╭─ 掲載本文
14歳の清太は海軍の父と病弱の母、10歳離れた4歳の妹セツコと何不自由無く贅沢な暮らしをしていた。
空襲に遭い家は焼け、母は死んだ。
残された清太とセツコは西宮の親戚に身を寄せる。
小母さんの棘ある一言一言は清太のプライドをへし折るように刺さる。
戦時中に働かずケラケラ笑い妹と遊び呆ける清太に小母は更なる仕打ちを…
自炊する2人に冷やかな視線の小母。
強情な清太と夜泣きするセツコに向かい小母の一撃。
お国のために働いてる娘達が眠れない何とかしろ!とまくしたてられ清太はセツコと池の淵の洞穴で暮らす。
健気な兄妹の暮らしにもやがて陰りが来る。
セツコは栄養失調で衰弱死した。
清太はセツコを1人で火葬した。
その小さな白い骨をドロップ缶に入れて持ち歩き、清太もまた戦争孤児の衰弱死としてかたずけられた。
意地悪な小母さんと可哀想な兄妹の話だと初めの数回は涙を流し鑑賞していたが、私自身母となり鑑賞した時、清太の可愛げのない性格に腹が立った。セツコは死なずに済んだのに清太の強情さによって死んでしまったのではないのか?と思うようになった。清太の自己満足の犠牲となったセツコの屈託のない笑い声が更に切ない。
戦争と言う暗い題材だが自然の美しさと蛍の光が美しい映画。
基本的には、 よくできた映画です
迫力ある爆撃シーンと、 戦時中のつらい生活が中心のはなしです。 といっても、 主人公は勝手に厳しい環境で生活することを選択しているため、 そもそも親戚の家にすみ続けていれば、 妹の節子が死ぬこともなかったのですが。
基本的には、 よくできた映画です。 しかし、 テンポの悪さが有り、 どうしても退屈だと感じるシーンが有りました。 また、 主人公の亡霊が過去を振り返るような演出がありますが、 非常に分かりづらく、 亡霊と本人の区別もつきづらいです。 そういった演出上の不備もマイナス要素でした。
戦争が生んだ悲劇
高畑勲監督の訃報がニュースになったのをきっかけに、ちゃんと見てみようと思いレンタル。
清太の判断が、生きるために正しい決断だとはちょっと言えない。きっと他の選択肢には、生き延びれるものがあっただろう。
でも、14歳で、母が死に、戦争という地獄の中で、自分に正しい判断ができるのかとも思う。少なくとも清太には、妹を守らねばという使命感があって、不安な思いをさせたくない気持ちでいっぱいだったんだろう。それを思うと、批判はできないし、やっぱり憎むべきは戦争であって。
╰─
指示 A:
本文によると、清太とセツコは親戚の家を出た後、どこで暮らしましたか。
指示 B:
戦争孤児の兄妹を描いた映画の感想を集めた本文について、最後の文の後に続きを書いてください。
この後に続く資料は、本文とは別の出典から取られたものです。
╭─ 抽出資料
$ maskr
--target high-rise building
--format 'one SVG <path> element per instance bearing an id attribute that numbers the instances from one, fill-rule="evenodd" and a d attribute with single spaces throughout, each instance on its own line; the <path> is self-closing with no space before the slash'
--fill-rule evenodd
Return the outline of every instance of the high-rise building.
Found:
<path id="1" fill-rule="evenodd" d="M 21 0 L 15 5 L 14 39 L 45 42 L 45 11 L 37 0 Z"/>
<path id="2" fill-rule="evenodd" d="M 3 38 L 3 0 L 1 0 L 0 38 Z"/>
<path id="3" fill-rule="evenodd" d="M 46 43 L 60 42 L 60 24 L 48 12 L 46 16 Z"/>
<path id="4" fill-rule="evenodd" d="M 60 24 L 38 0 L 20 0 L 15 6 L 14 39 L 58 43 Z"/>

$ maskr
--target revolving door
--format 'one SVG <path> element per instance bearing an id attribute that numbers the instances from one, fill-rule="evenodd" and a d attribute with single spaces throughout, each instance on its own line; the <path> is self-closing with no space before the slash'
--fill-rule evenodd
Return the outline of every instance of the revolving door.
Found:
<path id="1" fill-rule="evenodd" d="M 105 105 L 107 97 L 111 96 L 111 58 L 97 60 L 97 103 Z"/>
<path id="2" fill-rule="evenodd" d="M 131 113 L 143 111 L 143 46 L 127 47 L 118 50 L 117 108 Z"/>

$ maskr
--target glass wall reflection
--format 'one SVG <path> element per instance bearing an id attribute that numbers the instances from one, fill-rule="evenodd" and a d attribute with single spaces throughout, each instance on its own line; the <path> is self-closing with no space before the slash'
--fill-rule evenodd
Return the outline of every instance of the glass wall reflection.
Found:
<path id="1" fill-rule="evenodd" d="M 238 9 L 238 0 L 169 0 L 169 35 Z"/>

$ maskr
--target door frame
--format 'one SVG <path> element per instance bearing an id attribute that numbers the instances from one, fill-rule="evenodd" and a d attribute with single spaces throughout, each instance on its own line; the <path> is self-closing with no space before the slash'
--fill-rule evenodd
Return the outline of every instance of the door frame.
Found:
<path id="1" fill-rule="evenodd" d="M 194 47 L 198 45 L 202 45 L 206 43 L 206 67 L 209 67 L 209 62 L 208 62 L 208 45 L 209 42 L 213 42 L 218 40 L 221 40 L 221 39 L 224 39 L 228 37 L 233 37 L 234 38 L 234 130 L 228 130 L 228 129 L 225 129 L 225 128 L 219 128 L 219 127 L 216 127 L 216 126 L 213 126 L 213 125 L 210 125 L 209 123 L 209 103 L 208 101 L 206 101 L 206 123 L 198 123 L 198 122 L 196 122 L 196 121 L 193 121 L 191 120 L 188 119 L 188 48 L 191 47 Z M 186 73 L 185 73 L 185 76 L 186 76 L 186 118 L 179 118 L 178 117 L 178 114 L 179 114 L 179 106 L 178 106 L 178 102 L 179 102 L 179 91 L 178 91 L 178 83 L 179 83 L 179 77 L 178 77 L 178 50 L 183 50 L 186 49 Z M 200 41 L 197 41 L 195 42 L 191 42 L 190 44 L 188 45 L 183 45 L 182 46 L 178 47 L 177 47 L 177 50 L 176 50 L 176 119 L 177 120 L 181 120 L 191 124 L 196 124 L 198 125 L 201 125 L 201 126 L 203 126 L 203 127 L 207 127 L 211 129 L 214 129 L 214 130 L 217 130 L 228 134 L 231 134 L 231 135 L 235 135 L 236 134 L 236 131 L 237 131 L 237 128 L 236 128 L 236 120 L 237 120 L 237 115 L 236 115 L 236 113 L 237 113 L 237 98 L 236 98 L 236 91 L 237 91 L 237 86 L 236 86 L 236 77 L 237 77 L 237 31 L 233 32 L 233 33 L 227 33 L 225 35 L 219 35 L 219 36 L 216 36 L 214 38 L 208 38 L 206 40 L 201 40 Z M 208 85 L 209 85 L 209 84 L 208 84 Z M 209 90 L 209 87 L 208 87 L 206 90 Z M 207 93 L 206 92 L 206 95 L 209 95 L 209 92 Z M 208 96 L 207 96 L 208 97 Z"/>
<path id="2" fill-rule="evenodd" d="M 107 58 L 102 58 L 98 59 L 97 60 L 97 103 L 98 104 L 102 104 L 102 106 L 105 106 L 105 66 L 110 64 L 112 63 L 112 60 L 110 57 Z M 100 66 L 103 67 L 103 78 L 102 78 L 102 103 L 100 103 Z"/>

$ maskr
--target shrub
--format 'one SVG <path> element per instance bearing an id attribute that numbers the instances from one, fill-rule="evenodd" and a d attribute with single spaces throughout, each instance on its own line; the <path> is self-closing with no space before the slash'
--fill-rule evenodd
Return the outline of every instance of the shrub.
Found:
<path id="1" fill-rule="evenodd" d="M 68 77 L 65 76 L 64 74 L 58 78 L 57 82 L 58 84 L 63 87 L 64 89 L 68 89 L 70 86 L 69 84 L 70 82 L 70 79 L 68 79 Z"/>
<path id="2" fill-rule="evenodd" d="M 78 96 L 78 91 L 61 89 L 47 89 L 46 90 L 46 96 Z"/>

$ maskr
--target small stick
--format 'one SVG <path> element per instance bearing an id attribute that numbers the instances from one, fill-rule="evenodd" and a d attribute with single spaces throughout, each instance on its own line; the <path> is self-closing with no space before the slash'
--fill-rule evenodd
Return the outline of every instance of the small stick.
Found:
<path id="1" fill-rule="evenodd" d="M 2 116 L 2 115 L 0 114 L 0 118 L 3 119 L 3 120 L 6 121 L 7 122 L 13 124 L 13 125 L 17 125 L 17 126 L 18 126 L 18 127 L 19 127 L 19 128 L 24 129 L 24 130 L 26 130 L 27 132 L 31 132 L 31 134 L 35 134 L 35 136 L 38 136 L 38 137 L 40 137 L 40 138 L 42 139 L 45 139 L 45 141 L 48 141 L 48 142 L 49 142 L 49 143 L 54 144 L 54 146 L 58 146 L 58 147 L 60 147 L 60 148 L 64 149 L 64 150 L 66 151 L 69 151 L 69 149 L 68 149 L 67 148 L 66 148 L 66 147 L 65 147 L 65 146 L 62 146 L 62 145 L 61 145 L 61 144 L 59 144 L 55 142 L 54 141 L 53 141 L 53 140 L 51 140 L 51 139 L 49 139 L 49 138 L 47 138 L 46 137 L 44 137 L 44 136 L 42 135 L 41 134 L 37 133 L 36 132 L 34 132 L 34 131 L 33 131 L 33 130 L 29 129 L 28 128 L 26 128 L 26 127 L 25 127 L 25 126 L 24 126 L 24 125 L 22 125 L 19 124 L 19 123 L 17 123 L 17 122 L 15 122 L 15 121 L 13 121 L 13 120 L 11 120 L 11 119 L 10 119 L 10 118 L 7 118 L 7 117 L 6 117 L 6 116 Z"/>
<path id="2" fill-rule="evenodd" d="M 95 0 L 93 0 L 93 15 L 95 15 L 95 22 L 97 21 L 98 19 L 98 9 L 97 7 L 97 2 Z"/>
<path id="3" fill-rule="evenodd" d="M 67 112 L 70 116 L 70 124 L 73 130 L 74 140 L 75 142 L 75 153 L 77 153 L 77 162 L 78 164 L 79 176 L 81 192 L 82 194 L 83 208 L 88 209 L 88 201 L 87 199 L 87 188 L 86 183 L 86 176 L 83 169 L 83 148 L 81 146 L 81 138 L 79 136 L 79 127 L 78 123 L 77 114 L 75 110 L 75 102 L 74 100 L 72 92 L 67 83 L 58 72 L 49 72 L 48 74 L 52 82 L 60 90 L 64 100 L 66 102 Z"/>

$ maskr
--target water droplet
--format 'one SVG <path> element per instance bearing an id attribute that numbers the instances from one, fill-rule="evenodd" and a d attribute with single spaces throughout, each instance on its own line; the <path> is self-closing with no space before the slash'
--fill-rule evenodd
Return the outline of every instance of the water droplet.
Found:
╰─
解答 A:
池の淵の洞穴で暮らしました。

解答 B:
戦争を体験してないからわからないけど、平気で隣の人が死んでいくような世の中に、今の常識なんて通用しないよなあ。虚し悲しい。
タイトルなし(ネタバレ)
戦争の悲惨さ、平和の大切さを子供にもわかりやすく伝えている映画。
子供のころにみたときは、親戚のおばさんがいじわるで嫌いと思ったけど、
どう見てもお兄ちゃんがよくない。
お兄ちゃんのわがままで親戚のおばちゃんの家を飛び出し、幼い妹の命を奪ってしまう。。
節子が栄養失調で弱っていくシーンはかわいそうで涙なしには見れません。
最後はお兄ちゃんも節子も死んでしまうバッドエンド。
考えさせられます。
これは反戦映画ではない(高畑監督の才能の罪深さ)
夏になると反戦映画の定番としてTV放送や、学校で上映されることの多い火垂るの墓。
私は中学生の時の初見からずっと、ふに落ちないものを感じていた。
だって、これ清太が悪いやん。
節子が死ぬ間際になってから預金おろしにいったり・・・金あるなら早く行ったらよかったのに・・・。
反戦映画にしたいなら、少なくともオルガンのエピソードは入れたらあかんのでは?
最近ネットで見たのだが、高畑監督はこの映画で
「生きる力のない子ども」を描いたんだそうな。
(高畑監督は)「周囲の人々との共生を拒絶して社会生活に失敗していく姿は現代を生きる人々にも通じるものである」「特に高校生から20代の若い世代に共感してもらいたい」と語っています。
↑上記のテーマをストレートに描いたら興行的に問題があるので、
フランダースの犬で培った手腕で味付けしたわけだが、
高畑監督の才能がすごすぎた。
監督の意図は映画の中で十分表現されている。
親戚や、親の遺した預金等、生きる道はあったのに、それを活用できずに
妹を死なせたばかりか、自身も死んでしまう「生きる力のない子供」清太。
戦争で犠牲になるのは弱者(子供)である。「戦争の犠牲者」清太。
相反する主人公像・解釈を両立させてしまった、監督の手腕に脱帽である。
が、問題なのは、目くらましに使ったはずの、反戦映画としての名声が高すぎることにある。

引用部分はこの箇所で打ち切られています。